## Texte à lire
::::

Bientôt les vacances? Et si on se penchait sur le sujet...Après un éloge du superficiel (cf article sur Maryline la_philo_en_beauté), la thématique du voyage est l'occasion de peaufiner encore le grain philosophique de notre rubrique "La philo en beauté", à savoir la critique de la fascination pour l'authentique, authenticité d'un être ou authenticité d'un lieu. De l'anatomie à la géographie, nulle frontière alors....
Parmi les quelques notions qui tapissent notre imaginaire idéologique (superficialité, égalité, tolérance, progrès, naturalité, etc.), l’une d’entre elles me semble mériter la médaille du flou conceptuel : « authenticité ». Si je « google » le terme, voilà ce que j’y trouve : un joyeux fourre-tout soixante-huitard mêlant errance rebelle aux accents mystiques, utopie cénobitique marquée par un repli communautaire et périple aventureux à la Indiana Jones... Moi qui croyais que le terme appartenait initialement au monde de la critique d’art, désignant une œuvre dont l’origine, l’auteur et la réalité sont certifiés, qualifiant autrement dit une œuvre conforme à sa définition, serais-je donc loin du compte ? Pas si sûr… De même qu’une Joconde n’est authentique que pour autant qu’elle répond aux exigences définies par le critique d’art, à savoir que le tableau a effectivement été authentifié comme celui peint par Leonard de Vinci entre 1503 et 1506, de même une Chine authentique semble devoir se justifier de quelques sommations exprimées avec fort ethnocentrisme par l’héroïque routard, apparemment détenteur ultime de la définition de ce qui est « chinois » : quelques minorités ethniques Hui aux costumes bariolés, entretenant pastoralement l’héritage bouddhique, au côté de chèvres aussi sages que des petits Confucius, sur un arrière plan de rizière bucoliquement cultivées dans une province plus reculée que le Yunnan, à l’abri des affres de la traîtresse Shanghai occidentalisée, capitalisée, financiarisée.

::::

## Objectif énoncé A
Répondez aux questions suivantes sur le texte sur l'authenticité :
(i) Quel est le nom de la rubrique mentionnée au début ?
(ii) À quel domaine l'auteur croyait-il que le terme « authenticité » appartenait initialement ?
(iii) Entre quelles années la Joconde a-t-elle été peinte par Léonard de Vinci ?
## Objectif énoncé B
Recopiez le texte sur l'authenticité en commençant à "Bientôt les vacances?" et en terminant à "nulle frontière alors....".

::::

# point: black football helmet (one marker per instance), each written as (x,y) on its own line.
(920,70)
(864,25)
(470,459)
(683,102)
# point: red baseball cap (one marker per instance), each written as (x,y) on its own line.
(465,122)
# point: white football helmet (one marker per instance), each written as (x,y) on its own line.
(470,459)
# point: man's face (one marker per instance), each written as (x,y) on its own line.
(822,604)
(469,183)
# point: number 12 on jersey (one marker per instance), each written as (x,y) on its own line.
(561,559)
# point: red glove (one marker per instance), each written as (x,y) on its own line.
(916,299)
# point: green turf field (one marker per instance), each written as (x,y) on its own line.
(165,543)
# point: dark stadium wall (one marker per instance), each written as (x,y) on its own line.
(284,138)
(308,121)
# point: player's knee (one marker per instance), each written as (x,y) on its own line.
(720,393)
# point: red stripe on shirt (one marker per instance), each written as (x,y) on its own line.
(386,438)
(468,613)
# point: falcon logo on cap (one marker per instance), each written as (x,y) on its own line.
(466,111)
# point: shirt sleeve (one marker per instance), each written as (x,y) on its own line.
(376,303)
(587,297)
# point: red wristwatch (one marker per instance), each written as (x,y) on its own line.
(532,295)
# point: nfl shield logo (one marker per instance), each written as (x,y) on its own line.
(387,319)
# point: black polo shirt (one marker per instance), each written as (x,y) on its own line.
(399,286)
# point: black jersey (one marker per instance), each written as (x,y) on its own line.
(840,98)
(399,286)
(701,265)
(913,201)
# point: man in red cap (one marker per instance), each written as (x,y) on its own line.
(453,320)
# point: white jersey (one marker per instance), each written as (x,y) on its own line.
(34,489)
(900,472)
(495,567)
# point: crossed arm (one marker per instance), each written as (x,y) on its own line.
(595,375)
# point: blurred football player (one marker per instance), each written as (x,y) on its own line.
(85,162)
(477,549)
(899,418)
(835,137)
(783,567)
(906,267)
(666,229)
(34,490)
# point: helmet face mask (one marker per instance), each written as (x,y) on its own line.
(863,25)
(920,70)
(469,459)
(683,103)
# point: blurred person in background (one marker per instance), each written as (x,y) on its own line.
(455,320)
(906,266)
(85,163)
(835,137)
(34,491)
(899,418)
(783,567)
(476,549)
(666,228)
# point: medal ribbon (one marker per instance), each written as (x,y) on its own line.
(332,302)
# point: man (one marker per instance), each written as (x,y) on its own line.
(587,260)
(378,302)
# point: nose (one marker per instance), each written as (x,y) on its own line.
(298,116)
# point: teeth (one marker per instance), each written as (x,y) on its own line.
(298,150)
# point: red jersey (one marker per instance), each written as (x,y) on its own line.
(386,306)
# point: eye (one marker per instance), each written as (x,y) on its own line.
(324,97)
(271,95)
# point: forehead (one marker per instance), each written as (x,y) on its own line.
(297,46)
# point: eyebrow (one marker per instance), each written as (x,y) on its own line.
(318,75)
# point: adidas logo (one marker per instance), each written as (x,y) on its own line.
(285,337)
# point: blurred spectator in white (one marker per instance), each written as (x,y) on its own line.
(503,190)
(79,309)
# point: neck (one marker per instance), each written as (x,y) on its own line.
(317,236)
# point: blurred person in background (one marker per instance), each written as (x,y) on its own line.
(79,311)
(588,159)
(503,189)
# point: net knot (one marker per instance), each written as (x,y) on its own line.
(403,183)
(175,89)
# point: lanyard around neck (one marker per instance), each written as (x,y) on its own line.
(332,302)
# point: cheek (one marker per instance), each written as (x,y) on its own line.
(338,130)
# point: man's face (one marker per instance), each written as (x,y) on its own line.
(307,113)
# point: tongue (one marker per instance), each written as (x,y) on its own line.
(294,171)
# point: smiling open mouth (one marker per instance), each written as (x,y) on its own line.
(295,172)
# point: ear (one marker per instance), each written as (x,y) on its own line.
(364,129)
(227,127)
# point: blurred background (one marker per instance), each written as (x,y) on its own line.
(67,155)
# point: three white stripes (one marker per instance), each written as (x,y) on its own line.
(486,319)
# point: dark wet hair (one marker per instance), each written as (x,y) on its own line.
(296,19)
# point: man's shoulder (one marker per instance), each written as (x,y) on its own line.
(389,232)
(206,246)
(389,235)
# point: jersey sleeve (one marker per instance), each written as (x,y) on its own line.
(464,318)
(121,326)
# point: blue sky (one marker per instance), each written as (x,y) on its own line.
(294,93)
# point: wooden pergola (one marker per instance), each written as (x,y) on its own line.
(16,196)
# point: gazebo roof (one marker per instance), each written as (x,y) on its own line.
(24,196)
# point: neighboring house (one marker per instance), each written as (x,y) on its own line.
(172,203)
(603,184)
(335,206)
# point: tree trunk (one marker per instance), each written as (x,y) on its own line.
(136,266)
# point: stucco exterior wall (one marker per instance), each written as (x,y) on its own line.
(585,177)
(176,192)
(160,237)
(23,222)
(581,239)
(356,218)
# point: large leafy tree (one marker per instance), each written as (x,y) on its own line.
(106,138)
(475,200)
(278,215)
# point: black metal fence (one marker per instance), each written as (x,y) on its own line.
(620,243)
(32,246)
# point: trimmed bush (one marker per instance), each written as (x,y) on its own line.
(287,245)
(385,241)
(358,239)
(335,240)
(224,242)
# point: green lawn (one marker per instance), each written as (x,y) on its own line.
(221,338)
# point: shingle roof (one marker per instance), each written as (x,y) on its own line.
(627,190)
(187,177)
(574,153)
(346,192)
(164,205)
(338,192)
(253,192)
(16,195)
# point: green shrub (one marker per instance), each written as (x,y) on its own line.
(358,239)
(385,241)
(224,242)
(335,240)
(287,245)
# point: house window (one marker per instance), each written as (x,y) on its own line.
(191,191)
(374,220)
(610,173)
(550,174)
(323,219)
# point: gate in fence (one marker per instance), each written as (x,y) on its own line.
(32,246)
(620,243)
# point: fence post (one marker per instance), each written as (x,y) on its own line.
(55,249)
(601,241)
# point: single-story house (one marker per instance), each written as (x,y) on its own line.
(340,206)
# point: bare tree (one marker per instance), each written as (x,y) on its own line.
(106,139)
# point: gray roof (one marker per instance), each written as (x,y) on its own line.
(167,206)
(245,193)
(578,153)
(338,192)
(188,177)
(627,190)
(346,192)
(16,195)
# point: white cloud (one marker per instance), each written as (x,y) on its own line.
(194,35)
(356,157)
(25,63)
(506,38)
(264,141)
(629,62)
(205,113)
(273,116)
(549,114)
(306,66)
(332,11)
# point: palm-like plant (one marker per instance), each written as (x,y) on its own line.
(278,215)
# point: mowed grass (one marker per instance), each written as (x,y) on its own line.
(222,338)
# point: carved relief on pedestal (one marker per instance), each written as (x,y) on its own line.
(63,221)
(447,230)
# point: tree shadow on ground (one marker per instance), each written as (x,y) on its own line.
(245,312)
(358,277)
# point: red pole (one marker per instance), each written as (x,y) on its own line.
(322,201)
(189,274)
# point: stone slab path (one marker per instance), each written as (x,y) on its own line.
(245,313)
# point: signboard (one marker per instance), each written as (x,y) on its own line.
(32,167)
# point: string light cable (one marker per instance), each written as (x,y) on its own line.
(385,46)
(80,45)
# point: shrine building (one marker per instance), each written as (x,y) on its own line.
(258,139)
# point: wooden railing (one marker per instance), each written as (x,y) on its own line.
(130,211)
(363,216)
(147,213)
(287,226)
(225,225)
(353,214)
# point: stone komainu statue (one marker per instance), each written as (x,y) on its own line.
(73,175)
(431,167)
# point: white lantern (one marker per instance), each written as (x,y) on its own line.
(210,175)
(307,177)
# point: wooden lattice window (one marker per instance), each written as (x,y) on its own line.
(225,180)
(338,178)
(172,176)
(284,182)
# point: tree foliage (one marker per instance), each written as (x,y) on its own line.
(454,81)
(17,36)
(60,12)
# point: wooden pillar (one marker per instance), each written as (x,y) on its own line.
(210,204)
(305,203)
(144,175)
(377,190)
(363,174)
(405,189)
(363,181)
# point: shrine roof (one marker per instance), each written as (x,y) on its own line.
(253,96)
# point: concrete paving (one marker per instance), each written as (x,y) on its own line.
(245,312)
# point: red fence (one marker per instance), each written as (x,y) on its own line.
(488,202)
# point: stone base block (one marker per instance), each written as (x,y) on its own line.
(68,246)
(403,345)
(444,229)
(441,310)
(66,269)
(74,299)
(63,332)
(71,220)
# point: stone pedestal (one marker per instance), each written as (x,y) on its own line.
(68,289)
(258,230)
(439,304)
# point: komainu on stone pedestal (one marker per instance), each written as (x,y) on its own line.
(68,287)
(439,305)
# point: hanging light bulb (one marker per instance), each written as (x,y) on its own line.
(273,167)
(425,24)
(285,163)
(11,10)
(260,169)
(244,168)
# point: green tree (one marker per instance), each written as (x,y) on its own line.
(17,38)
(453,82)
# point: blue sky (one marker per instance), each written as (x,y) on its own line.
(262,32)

::::

## Réponse attendue A
(i) « La philo en beauté »
(ii) Au monde de la critique d'art
(iii) Entre 1503 et 1506

## Réponse attendue B
Bientôt les vacances? Et si on se penchait sur le sujet...Après un éloge du superficiel (cf article sur Maryline la_philo_en_beauté), la thématique du voyage est l'occasion de peaufiner encore le grain philosophique de notre rubrique "La philo en beauté", à savoir la critique de la fascination pour l'authentique, authenticité d'un être ou authenticité d'un lieu. De l'anatomie à la géographie, nulle frontière alors....